Exercise objective: Which lines in the data below contain the string "plate"? Identify each one and copy it out in full.

Start Supplied information

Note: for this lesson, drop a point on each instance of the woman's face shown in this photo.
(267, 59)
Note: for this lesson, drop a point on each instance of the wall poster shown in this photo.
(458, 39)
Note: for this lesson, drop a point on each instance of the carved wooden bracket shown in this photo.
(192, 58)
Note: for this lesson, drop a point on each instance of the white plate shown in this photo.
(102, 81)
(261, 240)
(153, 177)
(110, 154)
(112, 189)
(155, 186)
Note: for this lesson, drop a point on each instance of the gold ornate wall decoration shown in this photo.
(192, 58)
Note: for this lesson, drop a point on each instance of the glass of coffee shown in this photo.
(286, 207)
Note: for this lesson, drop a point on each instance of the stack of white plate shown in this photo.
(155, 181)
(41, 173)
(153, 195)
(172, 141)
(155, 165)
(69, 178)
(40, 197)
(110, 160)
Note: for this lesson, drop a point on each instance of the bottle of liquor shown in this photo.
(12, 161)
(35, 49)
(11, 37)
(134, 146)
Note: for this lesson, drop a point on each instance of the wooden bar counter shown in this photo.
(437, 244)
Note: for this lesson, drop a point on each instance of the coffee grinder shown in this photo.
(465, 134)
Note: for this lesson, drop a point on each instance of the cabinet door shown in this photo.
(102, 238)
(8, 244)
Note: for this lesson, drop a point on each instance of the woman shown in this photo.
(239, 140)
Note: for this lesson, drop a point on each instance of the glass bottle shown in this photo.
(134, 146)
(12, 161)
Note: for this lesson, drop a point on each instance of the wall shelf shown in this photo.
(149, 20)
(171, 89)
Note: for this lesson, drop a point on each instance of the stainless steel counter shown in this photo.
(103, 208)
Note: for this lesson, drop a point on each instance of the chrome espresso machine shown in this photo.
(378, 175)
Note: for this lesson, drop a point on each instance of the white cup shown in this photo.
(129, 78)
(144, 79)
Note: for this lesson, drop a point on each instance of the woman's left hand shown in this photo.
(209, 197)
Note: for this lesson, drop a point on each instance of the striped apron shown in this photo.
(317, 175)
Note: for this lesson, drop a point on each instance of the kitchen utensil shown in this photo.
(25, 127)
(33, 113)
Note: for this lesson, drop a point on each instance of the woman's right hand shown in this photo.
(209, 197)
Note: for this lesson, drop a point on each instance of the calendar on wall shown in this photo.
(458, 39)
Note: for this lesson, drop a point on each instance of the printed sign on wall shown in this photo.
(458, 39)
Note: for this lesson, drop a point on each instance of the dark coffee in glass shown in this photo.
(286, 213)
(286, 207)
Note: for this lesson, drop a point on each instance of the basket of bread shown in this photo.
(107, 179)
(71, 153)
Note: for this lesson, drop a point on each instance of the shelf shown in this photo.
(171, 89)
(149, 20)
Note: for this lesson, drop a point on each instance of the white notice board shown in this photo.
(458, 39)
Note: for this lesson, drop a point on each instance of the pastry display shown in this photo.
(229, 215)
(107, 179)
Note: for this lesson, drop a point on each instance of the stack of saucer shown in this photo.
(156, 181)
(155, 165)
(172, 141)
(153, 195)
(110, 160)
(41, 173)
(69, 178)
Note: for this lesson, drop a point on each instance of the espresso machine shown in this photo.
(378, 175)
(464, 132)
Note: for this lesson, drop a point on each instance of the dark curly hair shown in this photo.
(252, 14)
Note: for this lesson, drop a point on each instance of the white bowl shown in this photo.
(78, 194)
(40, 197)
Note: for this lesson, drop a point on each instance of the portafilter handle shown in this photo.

End Supplied information
Start Supplied information

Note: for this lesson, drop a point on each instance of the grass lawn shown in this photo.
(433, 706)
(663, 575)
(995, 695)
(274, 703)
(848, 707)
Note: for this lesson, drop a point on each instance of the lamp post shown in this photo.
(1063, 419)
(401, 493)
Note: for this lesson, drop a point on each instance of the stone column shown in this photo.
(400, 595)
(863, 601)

End Supplied information
Start Supplied information

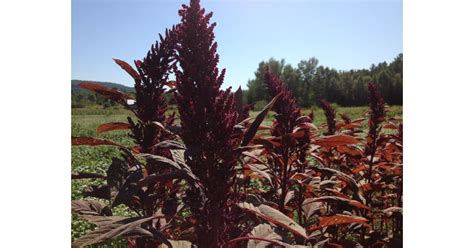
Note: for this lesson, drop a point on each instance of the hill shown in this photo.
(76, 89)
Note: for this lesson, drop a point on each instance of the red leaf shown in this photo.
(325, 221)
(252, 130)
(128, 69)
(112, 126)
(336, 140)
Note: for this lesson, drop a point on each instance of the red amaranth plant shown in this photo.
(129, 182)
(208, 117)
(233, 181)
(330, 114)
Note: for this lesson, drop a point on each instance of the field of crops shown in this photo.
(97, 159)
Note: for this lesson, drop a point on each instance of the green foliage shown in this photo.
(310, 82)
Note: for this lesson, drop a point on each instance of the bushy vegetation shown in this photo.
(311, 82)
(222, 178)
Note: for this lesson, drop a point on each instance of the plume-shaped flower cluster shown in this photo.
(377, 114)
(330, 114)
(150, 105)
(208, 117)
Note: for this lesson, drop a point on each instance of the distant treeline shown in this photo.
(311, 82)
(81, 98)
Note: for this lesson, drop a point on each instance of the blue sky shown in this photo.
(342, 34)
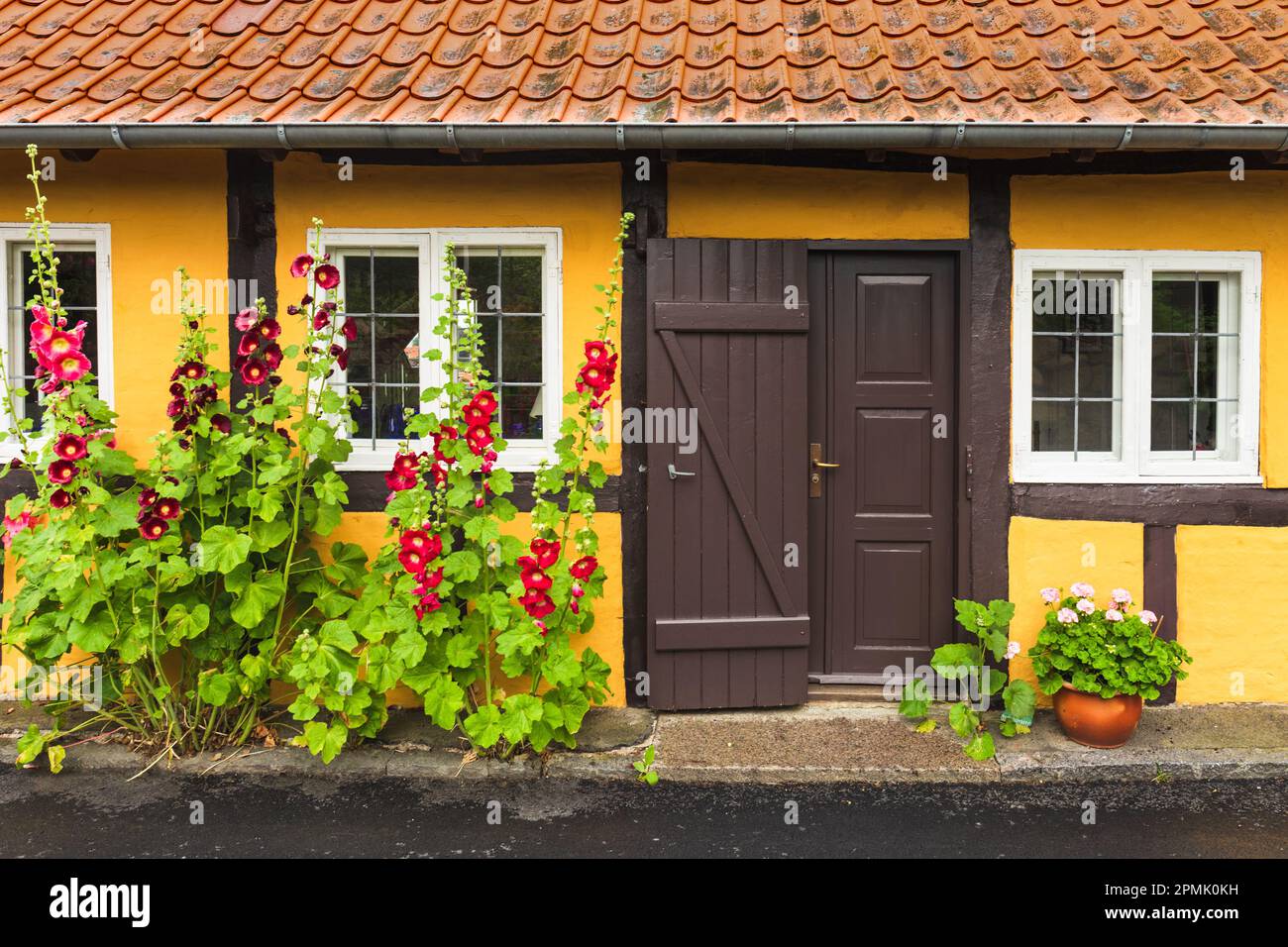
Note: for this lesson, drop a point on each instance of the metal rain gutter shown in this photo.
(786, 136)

End Supplied information

Task solution:
Note: for this lesson, drop a point on each instance of the white plate shown in this photo.
Note: for this lesson, drop a point on each instance of the stack of white plate shown in this photo.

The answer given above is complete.